Starting at the line that contains "Element lookup — where exactly is the wheelbarrow in" and ending at the last line of the material, write out every line again with its requests, and shift each box coordinate in the answers up by 25.
[START OF RECORDED DATA]
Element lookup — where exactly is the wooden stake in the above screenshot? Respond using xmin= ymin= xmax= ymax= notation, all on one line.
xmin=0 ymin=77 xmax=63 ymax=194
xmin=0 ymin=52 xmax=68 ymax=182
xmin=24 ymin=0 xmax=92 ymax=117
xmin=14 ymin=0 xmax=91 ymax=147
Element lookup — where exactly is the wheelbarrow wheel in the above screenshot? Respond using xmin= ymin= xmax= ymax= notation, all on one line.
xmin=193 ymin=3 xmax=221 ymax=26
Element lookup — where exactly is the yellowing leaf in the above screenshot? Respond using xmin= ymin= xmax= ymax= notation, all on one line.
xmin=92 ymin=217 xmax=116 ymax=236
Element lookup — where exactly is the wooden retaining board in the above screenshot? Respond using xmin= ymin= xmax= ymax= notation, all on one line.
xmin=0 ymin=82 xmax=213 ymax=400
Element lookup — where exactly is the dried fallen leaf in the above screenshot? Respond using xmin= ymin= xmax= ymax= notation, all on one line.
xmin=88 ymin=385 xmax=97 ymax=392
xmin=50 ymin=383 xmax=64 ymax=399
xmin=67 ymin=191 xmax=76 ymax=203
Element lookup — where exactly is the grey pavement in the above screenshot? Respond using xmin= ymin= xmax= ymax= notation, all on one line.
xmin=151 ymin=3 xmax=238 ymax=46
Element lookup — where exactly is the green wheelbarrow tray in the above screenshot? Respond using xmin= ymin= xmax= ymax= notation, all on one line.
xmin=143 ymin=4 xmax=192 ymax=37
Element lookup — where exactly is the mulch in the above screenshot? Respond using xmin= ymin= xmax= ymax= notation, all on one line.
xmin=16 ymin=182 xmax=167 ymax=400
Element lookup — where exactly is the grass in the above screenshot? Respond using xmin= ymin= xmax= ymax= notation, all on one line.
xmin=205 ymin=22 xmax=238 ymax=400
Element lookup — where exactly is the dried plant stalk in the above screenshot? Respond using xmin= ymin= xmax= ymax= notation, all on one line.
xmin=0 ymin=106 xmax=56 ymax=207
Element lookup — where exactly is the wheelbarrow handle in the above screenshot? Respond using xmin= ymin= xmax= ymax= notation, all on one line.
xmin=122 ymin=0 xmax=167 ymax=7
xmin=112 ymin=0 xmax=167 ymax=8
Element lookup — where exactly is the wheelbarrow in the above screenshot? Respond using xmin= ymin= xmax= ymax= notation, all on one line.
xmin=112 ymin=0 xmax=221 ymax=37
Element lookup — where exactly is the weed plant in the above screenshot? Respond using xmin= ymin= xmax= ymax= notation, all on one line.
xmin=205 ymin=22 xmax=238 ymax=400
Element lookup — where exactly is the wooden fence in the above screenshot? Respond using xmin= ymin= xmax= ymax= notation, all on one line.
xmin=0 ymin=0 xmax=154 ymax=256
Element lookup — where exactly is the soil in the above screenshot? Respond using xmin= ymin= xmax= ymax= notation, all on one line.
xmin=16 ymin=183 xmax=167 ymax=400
[END OF RECORDED DATA]
WORKED ANSWER
Element lookup — where exactly is the wheelbarrow in the above screenshot? Respond using xmin= ymin= xmax= ymax= notation, all on one line.
xmin=137 ymin=25 xmax=246 ymax=62
Element lookup — where exactly is the weed plant in the above screenshot? Respond using xmin= ymin= xmax= ymax= notation, all on one line.
xmin=230 ymin=47 xmax=263 ymax=425
Element lookup — where exactly is the wooden fence in the above screenshot? Respond using xmin= ymin= xmax= ymax= notation, all on one line.
xmin=25 ymin=25 xmax=179 ymax=281
Element lookup — where exactly is the soil in the above screenshot? Respond using xmin= ymin= xmax= ymax= notation, all on one line.
xmin=41 ymin=208 xmax=192 ymax=425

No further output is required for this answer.